### TEXTE EXTRAIT

========

Des chercheurs alertent sur les risques de la "vie miroir"

Faut-il redouter la création en laboratoire de redoutables bactéries "miroir" qui échapperaient au système immunitaire du vivant, humains et plantes? Face à menace potentiellement majeure, des spécialistes ont mis en garde jeudi contre des recherches incontrôlées visant à répliquer des molécules par leur image inversée.

L'alerte a été donnée en décembre dans un article de la revue Science, intitulé "Confronter les risques de la vie miroir ".

Ses auteurs y faisaient état de leur "profonde préoccupation" face au risque de développement de bactéries miroir qui agiraient comme des "espèces invasives", susceptibles de causer des "infections létales" dans les espèces végétales et animales "incluant l'humain".

De quoi parle-t-on? La "vie miroir consiste en des formes de vie composées entièrement d'une image en miroir de molécules biologiques", a décrit jeudi Filippa Lentzos, professeure au King's College de Londres, dans son introduction à la conférence accueillie sur le sujet à l'Institut Pasteur à Paris.

========

### EXTRAIT DE DONNÉES
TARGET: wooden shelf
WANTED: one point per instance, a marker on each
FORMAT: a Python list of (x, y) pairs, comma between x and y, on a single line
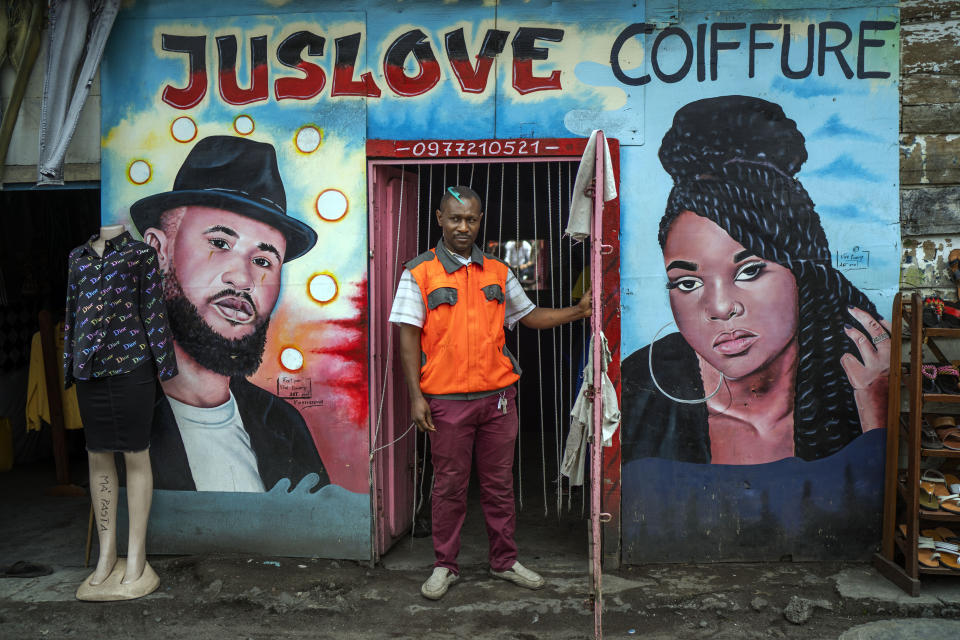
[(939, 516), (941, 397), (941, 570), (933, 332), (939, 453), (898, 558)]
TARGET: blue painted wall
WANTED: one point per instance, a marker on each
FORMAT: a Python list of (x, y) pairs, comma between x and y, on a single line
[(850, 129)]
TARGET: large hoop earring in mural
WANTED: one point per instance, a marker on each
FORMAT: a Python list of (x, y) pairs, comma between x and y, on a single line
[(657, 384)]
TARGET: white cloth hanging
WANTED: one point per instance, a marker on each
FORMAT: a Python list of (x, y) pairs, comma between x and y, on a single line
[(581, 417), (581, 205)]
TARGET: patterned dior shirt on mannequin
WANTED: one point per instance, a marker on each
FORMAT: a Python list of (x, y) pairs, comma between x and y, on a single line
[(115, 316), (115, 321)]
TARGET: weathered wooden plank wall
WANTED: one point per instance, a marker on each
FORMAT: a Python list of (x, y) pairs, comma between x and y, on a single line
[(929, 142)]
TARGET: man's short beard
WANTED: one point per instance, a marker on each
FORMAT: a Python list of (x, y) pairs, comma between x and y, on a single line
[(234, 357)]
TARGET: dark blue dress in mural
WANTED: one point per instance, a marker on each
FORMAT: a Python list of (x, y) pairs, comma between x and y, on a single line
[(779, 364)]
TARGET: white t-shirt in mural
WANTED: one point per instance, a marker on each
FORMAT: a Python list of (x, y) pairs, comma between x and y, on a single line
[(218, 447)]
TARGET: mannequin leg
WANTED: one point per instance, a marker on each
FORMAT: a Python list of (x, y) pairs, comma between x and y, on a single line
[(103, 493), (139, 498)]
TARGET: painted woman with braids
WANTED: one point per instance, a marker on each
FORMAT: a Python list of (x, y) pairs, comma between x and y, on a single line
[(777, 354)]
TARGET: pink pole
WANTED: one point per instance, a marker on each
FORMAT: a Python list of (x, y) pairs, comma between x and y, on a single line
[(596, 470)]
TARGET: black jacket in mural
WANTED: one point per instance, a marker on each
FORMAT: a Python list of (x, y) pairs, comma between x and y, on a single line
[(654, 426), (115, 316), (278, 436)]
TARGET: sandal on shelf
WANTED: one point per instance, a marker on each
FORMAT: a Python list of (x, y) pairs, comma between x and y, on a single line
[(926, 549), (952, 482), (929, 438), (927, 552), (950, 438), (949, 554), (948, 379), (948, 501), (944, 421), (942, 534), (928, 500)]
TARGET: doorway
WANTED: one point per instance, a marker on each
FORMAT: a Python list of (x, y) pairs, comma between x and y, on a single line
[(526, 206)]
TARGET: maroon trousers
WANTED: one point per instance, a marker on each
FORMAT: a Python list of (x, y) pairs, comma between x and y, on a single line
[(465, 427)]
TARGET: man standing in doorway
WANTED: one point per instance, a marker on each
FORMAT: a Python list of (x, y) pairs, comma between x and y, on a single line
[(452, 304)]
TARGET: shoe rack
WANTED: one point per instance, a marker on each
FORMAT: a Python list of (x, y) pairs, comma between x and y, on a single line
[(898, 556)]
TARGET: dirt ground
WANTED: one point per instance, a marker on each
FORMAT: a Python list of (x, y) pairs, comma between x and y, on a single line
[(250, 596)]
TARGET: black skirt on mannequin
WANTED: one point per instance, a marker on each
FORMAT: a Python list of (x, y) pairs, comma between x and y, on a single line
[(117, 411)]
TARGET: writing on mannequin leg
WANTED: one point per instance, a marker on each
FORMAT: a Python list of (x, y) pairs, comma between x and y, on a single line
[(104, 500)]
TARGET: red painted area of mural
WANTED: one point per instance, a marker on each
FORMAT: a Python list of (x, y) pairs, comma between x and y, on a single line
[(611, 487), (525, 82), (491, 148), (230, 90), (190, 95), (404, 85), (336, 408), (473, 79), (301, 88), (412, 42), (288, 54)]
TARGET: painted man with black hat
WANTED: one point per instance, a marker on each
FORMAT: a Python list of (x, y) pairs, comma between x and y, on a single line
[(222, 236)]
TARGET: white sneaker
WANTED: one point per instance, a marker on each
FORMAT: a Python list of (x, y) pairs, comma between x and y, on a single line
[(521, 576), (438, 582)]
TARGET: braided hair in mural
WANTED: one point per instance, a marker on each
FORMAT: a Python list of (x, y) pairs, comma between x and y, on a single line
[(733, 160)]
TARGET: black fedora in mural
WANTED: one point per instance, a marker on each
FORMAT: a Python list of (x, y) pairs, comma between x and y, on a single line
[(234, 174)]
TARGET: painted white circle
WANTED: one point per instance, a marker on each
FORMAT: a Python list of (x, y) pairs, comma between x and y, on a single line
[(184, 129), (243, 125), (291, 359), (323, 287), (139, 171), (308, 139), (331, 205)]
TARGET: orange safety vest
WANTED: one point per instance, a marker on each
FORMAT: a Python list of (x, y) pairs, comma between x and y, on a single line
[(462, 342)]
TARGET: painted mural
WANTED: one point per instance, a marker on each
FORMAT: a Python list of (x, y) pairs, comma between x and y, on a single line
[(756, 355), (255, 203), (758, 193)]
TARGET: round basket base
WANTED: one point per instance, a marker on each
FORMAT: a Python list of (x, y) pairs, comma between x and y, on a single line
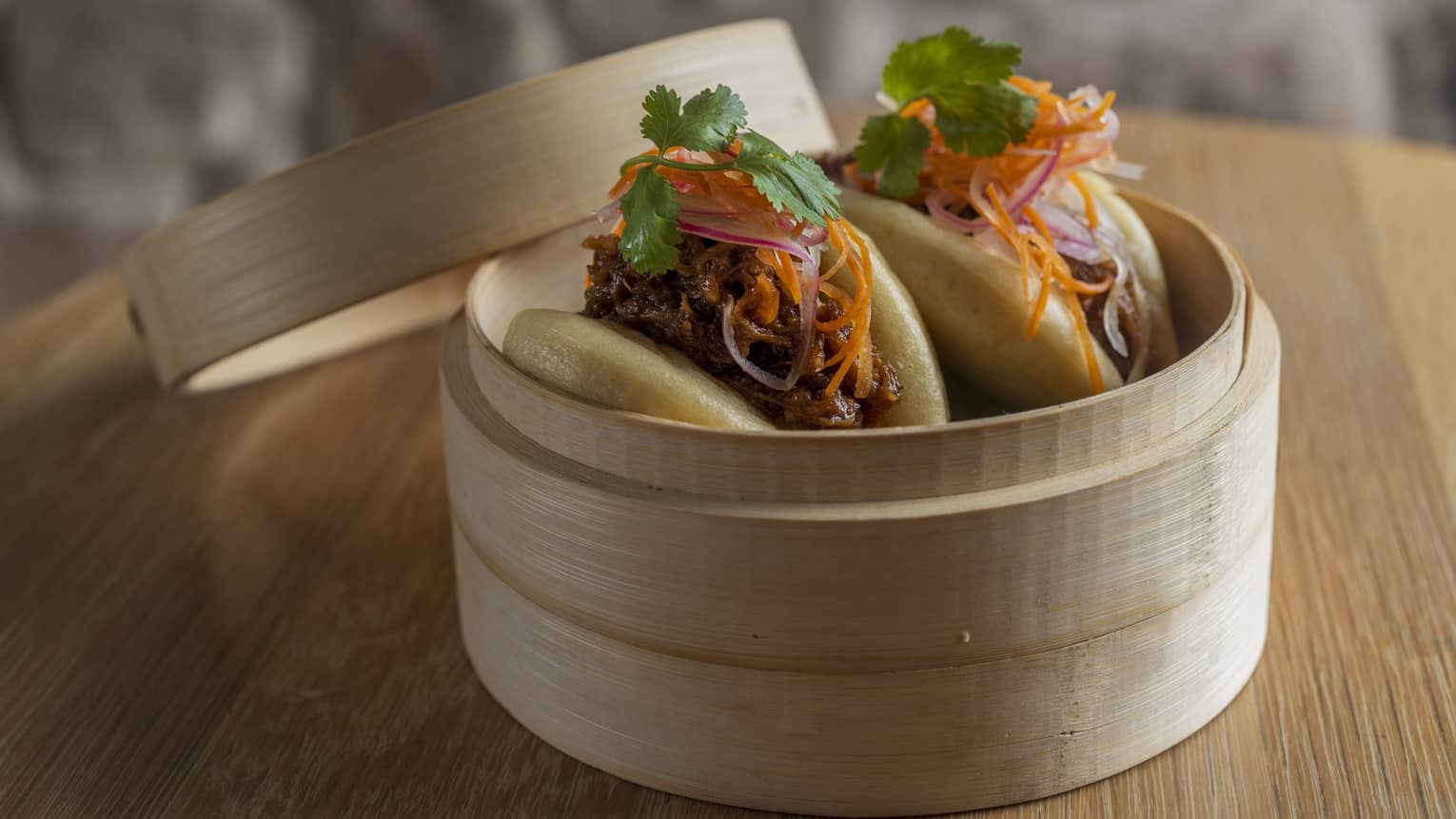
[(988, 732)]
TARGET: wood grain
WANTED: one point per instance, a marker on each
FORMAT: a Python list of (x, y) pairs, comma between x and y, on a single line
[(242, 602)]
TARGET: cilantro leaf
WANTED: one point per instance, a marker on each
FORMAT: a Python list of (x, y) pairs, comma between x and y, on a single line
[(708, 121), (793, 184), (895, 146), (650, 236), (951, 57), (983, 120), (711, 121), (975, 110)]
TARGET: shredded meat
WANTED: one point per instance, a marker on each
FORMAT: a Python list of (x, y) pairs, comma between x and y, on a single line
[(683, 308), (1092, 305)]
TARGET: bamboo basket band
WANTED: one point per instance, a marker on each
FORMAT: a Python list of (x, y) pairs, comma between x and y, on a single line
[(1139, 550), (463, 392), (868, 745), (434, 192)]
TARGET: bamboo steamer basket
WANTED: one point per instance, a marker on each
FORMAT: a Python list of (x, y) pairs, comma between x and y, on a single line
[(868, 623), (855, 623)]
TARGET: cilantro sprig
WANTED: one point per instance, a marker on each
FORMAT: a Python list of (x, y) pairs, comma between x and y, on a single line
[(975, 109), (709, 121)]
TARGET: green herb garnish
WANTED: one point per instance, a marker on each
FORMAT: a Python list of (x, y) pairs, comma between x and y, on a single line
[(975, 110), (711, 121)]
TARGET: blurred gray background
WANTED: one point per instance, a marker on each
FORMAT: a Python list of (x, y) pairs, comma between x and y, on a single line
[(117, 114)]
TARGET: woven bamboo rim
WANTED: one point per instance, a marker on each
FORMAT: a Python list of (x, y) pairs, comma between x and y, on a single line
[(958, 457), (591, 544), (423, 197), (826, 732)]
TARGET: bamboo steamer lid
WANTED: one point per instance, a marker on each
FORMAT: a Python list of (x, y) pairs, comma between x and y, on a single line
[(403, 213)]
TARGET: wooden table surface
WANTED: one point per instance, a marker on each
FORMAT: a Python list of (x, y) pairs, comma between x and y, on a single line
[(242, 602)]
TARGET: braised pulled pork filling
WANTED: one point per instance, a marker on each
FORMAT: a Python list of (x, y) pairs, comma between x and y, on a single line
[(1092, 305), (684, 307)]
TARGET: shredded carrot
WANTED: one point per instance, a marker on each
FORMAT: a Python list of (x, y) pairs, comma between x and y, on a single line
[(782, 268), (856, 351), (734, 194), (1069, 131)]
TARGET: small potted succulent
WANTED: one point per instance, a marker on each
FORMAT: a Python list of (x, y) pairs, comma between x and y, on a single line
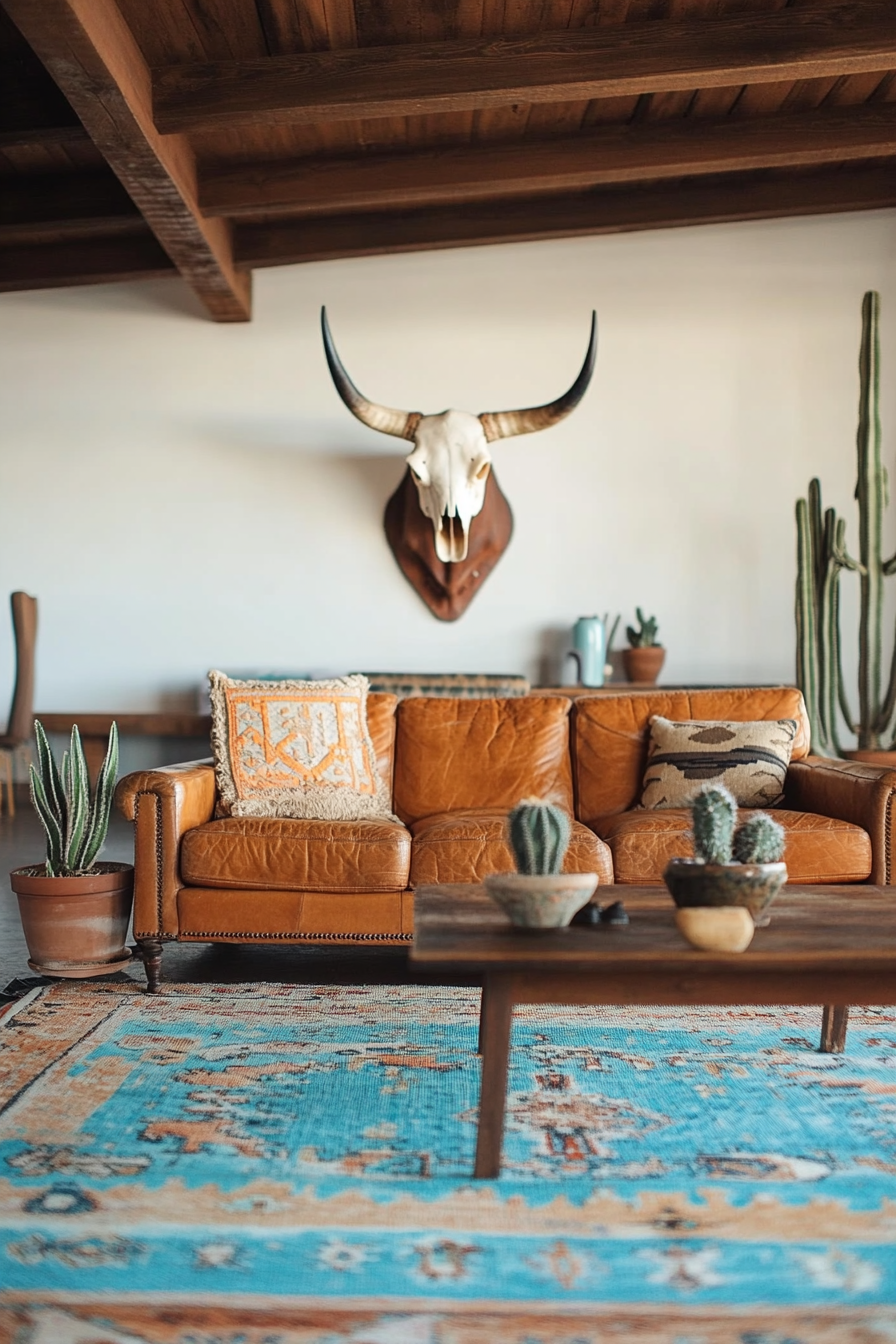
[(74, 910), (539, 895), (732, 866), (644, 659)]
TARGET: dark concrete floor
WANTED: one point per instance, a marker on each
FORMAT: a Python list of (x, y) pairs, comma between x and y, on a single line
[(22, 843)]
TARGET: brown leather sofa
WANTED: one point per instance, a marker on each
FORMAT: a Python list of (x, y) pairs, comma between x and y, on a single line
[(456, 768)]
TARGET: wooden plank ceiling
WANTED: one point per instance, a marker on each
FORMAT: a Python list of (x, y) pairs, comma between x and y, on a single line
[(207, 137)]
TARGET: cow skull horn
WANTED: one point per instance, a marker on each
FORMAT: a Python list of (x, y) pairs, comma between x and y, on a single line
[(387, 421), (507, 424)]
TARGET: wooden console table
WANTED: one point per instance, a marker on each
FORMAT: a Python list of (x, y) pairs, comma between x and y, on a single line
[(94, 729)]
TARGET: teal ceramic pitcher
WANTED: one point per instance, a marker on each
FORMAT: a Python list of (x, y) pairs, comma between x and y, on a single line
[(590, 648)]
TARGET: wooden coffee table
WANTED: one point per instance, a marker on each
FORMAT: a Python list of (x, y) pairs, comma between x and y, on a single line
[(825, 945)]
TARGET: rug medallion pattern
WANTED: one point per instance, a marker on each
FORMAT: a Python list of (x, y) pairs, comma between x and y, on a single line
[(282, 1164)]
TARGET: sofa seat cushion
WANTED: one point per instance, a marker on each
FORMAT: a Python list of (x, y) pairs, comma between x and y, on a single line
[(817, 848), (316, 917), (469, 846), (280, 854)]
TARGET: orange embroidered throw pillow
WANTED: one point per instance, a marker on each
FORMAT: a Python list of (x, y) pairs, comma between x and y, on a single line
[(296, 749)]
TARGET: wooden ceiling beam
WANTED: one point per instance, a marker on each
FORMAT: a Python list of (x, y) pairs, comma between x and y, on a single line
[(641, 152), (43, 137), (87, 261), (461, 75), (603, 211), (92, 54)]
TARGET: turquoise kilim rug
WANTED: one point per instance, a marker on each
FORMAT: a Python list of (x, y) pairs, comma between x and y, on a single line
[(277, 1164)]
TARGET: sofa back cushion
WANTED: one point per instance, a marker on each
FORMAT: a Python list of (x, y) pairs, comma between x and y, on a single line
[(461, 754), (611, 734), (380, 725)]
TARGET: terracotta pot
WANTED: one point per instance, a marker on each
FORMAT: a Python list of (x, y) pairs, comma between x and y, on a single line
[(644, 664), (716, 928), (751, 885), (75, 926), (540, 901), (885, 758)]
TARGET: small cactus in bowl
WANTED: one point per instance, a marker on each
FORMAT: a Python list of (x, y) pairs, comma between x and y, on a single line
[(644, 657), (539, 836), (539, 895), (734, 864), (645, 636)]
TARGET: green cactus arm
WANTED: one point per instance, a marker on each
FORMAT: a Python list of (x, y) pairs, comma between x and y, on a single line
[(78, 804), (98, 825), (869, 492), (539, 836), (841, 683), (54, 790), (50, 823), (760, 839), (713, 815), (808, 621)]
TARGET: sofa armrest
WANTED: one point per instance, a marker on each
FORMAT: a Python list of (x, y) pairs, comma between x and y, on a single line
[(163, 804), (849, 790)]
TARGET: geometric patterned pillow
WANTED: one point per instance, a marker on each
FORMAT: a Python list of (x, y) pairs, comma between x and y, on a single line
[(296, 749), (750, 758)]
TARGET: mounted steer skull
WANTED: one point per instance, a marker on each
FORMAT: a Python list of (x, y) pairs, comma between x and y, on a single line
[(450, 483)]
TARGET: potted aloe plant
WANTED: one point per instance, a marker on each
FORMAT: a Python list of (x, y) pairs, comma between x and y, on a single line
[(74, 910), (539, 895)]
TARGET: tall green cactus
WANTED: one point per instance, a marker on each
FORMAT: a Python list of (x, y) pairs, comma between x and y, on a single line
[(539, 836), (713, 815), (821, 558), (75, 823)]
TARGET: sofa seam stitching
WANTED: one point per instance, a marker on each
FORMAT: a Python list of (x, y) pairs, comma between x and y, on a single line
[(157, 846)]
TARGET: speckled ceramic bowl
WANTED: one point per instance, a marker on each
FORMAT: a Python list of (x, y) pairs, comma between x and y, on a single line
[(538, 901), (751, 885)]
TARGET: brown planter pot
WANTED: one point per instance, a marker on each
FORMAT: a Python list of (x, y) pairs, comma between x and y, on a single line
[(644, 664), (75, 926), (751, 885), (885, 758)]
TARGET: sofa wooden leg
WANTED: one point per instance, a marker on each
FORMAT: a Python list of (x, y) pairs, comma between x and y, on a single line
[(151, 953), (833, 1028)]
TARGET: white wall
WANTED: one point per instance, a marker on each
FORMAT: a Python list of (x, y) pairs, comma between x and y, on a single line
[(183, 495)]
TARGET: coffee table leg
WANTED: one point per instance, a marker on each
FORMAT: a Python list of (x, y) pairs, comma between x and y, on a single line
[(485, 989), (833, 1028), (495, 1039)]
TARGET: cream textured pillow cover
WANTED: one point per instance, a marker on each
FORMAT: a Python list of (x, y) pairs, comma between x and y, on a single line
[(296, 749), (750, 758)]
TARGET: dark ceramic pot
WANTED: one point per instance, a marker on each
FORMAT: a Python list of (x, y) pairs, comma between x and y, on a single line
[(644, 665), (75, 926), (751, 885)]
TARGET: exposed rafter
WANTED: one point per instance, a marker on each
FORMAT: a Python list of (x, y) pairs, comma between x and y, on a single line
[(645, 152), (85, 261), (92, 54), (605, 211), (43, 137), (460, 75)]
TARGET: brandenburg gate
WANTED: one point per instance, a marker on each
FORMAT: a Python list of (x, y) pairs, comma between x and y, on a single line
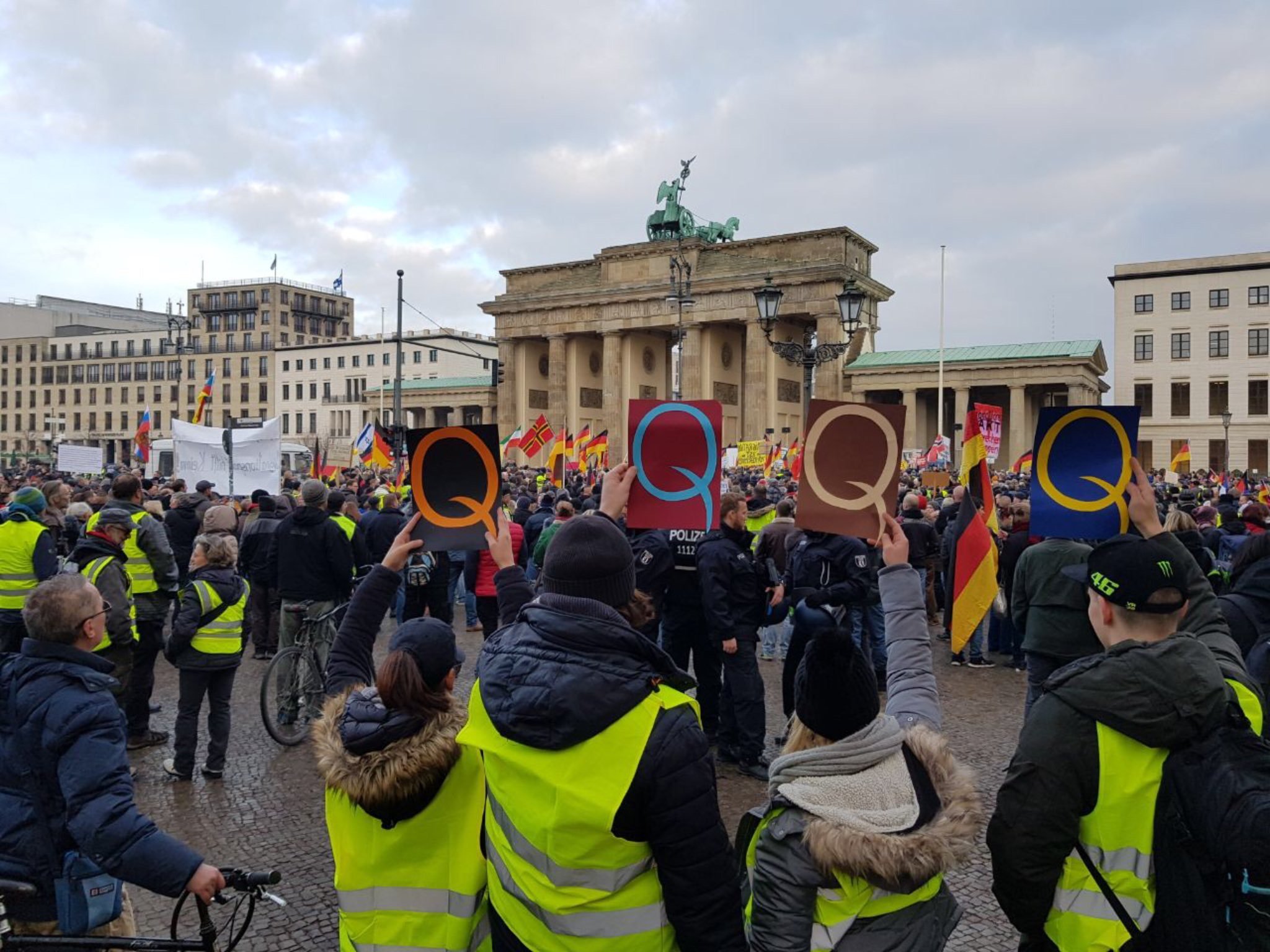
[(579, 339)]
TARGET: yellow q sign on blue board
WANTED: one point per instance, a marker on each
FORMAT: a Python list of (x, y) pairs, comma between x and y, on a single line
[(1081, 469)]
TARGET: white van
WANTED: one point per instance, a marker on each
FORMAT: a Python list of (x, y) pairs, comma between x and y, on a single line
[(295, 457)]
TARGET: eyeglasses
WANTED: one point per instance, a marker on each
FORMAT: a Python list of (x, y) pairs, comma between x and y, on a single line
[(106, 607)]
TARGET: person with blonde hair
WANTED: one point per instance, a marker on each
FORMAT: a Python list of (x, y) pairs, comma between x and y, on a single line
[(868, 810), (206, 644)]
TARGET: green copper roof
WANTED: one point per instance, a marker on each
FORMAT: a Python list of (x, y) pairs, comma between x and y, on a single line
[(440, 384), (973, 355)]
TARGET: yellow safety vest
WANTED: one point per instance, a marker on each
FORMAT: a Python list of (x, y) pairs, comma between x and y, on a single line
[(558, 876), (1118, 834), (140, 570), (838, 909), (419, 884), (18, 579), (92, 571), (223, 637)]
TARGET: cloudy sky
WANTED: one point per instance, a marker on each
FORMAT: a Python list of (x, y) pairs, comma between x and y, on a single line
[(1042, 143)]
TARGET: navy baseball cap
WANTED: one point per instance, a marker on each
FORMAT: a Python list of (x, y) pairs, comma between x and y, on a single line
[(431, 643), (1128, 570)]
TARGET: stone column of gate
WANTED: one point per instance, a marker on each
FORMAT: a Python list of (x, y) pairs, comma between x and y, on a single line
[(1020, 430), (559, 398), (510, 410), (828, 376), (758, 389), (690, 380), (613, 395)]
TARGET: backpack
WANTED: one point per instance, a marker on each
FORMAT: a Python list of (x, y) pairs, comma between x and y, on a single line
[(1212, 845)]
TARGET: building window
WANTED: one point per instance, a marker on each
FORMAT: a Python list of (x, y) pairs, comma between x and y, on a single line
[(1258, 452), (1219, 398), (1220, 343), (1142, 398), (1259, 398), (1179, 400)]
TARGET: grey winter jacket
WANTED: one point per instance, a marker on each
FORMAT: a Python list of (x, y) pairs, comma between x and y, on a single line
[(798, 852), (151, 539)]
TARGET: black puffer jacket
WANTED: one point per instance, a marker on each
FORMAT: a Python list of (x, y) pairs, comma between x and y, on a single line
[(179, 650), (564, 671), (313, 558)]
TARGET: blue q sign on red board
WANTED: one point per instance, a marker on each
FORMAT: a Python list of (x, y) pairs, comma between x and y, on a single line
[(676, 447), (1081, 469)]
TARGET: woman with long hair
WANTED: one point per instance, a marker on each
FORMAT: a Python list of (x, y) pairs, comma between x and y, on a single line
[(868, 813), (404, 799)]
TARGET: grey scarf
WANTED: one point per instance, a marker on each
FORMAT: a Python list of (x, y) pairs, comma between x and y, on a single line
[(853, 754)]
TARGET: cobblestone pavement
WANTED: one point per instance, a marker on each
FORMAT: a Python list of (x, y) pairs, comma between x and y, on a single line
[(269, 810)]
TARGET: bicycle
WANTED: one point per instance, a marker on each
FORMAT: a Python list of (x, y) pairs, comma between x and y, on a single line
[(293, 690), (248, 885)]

========

### CONSIGNES
1. Veuillez reproduire le passage de l'article sur la vie miroir qui commence par "L'alerte a été" et se poursuit jusqu'à "Pasteur à Paris.".
2. D'après l'article sur la vie miroir, dans quel établissement parisien la conférence a-t-elle eu lieu ?

### CORRIGÉ
1.
L'alerte a été donnée en décembre dans un article de la revue Science, intitulé "Confronter les risques de la vie miroir ".

Ses auteurs y faisaient état de leur "profonde préoccupation" face au risque de développement de bactéries miroir qui agiraient comme des "espèces invasives", susceptibles de causer des "infections létales" dans les espèces végétales et animales "incluant l'humain".

De quoi parle-t-on? La "vie miroir consiste en des formes de vie composées entièrement d'une image en miroir de molécules biologiques", a décrit jeudi Filippa Lentzos, professeure au King's College de Londres, dans son introduction à la conférence accueillie sur le sujet à l'Institut Pasteur à Paris.

2. À l'Institut Pasteur.